--- GESTELLTE AUFGABE ---
Addiere 71 zu jeder Koordinate in den Antworten und gib dabei alles wieder, beginnend mit dem Anfang der Zeilen und endend mit der Zeile, die "left=850, top=634, right=880, bottom=652" enthält. Übernimm den übrigen Text dieses Abschnitts, auch die Anweisungen, unverändert.
——————————
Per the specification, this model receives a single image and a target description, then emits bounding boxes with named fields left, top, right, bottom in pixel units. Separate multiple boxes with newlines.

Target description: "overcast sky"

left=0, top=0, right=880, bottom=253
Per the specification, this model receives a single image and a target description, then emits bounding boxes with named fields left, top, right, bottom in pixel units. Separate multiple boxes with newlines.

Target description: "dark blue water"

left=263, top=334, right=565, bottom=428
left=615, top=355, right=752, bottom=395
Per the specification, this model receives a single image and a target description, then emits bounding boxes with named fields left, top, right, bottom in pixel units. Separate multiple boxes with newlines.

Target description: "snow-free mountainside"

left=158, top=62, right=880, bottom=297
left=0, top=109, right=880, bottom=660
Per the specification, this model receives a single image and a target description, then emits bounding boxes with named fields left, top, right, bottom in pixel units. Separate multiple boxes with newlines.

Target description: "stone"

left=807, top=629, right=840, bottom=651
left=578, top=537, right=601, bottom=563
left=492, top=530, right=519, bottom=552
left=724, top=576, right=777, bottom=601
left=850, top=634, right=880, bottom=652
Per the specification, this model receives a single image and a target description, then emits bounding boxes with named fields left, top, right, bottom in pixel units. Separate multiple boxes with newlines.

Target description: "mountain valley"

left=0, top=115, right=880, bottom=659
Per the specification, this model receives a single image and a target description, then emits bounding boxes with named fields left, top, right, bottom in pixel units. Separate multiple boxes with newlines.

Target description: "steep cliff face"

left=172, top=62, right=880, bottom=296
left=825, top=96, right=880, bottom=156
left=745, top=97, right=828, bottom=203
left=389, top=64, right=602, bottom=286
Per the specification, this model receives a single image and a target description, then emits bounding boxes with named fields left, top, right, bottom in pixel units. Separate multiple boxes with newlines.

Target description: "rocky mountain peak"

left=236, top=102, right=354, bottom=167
——————————
--- SCHRIFTLICHE ANTWORT ---
Per the specification, this model receives a single image and a target description, then emits bounding boxes with named fields left, top, right, bottom in pixel units. Separate multiple boxes with newlines.

Target description: "overcast sky"

left=71, top=71, right=951, bottom=324
Per the specification, this model receives a single image and a target description, then emits bounding boxes with named fields left, top, right, bottom in pixel units. Separate multiple boxes with newlines.

Target description: "dark blue water"

left=334, top=405, right=636, bottom=499
left=686, top=426, right=823, bottom=466
Per the specification, this model receives a single image and a target description, then emits bounding boxes with named fields left, top, right, bottom in pixel units. Separate multiple boxes with newlines.

Target description: "snow-free mountainside"

left=229, top=133, right=951, bottom=368
left=71, top=180, right=951, bottom=731
Per the specification, this model receives a single image and a target description, then emits bounding boxes with named fields left, top, right, bottom in pixel units. Separate multiple boxes with newlines.

Target description: "stone"

left=878, top=700, right=911, bottom=722
left=649, top=608, right=672, bottom=634
left=563, top=601, right=590, bottom=623
left=795, top=647, right=848, bottom=672
left=921, top=705, right=951, bottom=723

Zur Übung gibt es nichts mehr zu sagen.